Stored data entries
□ □ □ □

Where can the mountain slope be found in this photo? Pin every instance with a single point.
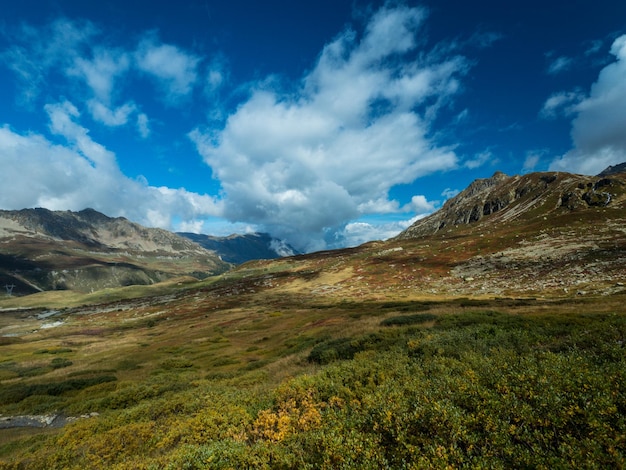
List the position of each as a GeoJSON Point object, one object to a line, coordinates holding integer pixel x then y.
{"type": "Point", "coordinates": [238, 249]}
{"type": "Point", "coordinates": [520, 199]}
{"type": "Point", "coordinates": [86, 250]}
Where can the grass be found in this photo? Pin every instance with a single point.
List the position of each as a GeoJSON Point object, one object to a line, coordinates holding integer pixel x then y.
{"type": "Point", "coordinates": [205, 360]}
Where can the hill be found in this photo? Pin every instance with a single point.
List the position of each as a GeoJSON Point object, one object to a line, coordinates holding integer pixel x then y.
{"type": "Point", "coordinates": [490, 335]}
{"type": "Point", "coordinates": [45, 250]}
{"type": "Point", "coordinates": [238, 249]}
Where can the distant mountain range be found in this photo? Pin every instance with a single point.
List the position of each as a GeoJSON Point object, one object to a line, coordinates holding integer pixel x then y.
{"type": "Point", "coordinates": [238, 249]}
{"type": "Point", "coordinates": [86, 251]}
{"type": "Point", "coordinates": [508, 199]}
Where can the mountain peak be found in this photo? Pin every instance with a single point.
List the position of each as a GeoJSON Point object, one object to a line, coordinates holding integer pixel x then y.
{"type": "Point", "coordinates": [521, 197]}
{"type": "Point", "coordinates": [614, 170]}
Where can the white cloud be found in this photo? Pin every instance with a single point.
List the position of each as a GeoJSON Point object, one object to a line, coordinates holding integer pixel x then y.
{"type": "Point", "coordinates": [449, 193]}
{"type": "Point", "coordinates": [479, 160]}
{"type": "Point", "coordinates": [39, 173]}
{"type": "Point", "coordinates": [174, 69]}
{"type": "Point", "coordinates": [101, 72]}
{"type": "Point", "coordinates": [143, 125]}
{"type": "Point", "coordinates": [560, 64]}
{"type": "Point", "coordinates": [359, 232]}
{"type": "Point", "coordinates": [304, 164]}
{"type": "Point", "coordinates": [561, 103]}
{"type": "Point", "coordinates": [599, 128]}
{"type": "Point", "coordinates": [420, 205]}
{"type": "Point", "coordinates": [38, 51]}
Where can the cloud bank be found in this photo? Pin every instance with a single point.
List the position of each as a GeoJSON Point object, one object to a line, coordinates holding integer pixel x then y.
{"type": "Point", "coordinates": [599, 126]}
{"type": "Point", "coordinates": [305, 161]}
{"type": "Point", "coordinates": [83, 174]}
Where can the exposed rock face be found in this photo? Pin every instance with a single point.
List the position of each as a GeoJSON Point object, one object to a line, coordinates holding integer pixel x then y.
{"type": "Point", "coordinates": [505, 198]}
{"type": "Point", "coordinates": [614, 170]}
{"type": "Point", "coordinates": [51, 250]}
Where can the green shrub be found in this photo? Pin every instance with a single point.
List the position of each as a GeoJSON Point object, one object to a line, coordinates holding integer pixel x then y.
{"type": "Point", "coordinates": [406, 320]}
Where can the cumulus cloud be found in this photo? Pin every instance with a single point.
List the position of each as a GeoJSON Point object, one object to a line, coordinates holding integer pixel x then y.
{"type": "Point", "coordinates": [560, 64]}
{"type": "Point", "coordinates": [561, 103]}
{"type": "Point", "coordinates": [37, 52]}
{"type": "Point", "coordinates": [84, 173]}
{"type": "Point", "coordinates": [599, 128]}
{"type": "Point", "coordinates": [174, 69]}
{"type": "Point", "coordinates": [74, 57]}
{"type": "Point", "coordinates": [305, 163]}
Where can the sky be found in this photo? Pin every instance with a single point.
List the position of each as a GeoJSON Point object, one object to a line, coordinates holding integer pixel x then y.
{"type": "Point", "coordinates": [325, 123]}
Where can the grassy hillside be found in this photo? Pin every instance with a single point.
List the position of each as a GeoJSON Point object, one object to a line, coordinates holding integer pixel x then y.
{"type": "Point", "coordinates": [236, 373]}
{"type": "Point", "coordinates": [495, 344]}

□ □ □ □

### [Task directions]
Gather each line of the records holding the string "photo".

### [Exercise answer]
Where can the mountain slope be found in this photo? Pin every instance with a single point.
Where can the grass be found in this photo? Pin every instance with a single point.
Where can the hill be found in this photo? Pin every instance with a single point.
Where can the distant mountain range be found in this photo? Pin every instance with a single point.
Where can the mountain peak be found in this photo? Pin every instance with a single point.
Where can the white cloud be found in this photo? Pin every instance with a single point.
Where can the cloud bank be found in this photo? Pin every instance with a single point.
Where can the exposed rock face be found in this photo? Pin every instance with a single point.
Where can the green shrub be found in this photo? Pin every instance with a single point.
Where can the cumulus cloud be found in this photo? Pin every instance with a single point.
Where can the sky be found in this photo? Pin every instance with a single point.
Where can the grassy hillside be found in this photo? Pin every instance with a single point.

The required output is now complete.